**Task requirements:** In the travel diary below, what did the writer order for dessert after the burger?

After our tour of Birkenau, we were driven back to Krakow and went for a walk along the river. It had been a hot, sunny day, and there were lots of people out and about and sitting on the grass by the river, and some people were sun-baking! We had dinner in the Jewish quarter, and I got a burger but still wanted the potato pancakes with cranberry jam that I had been eyeing off as a starter. So I got that for dessert :P
Ultimate cultural experience of the day: visiting Auschwitz and Birkenau :(
On the morning of Saturday 28 April, we hung our washing on a clothes hanging rack after we had done a wash, but the clothes were still soaking because the washing machine hadn't gone through a rinse cycle for some reason, and we didn't know how to put just the rinse cycle on. We walked to the train station and got tickets to Warsaw for the next day. We stopped off in the Rynek for a coffee and a milkshake. We went back to the apartment and finished packing our luggage (including our still-wet clothes in separate bags!), and waited for Jacek to come with the car so we could take our things to another apartment for the last night. We were driven to the new apartment, which was bigger than the first one and very nice, and we put our still-wet clothes in the washing machine there so that they could have a rinse cycle.

**Information provided:**
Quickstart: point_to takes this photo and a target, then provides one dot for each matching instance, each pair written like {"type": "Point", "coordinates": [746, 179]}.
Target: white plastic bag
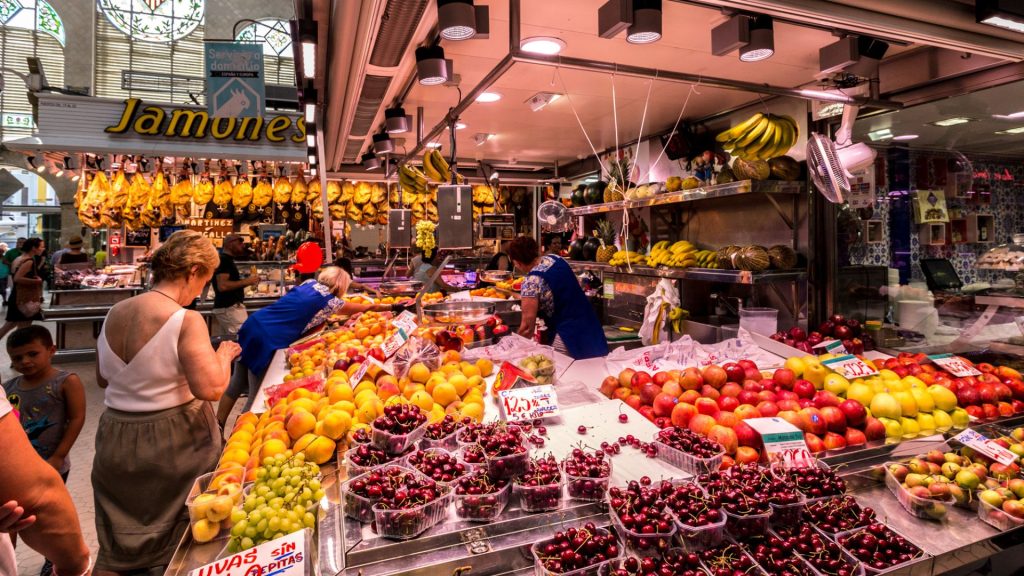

**Answer to the problem:** Potato pancakes with cranberry jam.